Saved entries
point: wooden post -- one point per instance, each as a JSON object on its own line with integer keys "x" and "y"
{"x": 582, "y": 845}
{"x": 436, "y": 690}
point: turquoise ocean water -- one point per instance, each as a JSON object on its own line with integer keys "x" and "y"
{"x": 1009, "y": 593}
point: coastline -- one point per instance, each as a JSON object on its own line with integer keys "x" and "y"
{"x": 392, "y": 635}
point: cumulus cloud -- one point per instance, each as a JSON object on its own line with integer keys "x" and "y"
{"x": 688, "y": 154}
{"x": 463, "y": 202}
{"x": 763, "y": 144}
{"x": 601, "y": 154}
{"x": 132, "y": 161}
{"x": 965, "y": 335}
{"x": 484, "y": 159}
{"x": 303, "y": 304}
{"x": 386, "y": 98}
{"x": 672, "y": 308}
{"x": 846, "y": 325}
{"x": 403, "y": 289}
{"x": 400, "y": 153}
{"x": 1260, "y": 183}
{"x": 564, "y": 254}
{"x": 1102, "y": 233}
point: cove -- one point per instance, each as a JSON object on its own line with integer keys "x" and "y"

What the exercise asks:
Set down the lines from the one with "point: cumulus cloud" through the end of the data above. Keep each exactly as written and add no other line.

Result of this task:
point: cumulus cloud -- one point per instance, each as a JSON object on its own line with integer keys "x" and "y"
{"x": 688, "y": 154}
{"x": 463, "y": 202}
{"x": 763, "y": 144}
{"x": 601, "y": 154}
{"x": 132, "y": 161}
{"x": 965, "y": 335}
{"x": 484, "y": 159}
{"x": 303, "y": 304}
{"x": 386, "y": 98}
{"x": 672, "y": 308}
{"x": 846, "y": 325}
{"x": 403, "y": 289}
{"x": 400, "y": 153}
{"x": 1260, "y": 183}
{"x": 564, "y": 254}
{"x": 1102, "y": 233}
point: cove -- one point per instance, each as a JSON object on its own line with integer keys "x" and "y"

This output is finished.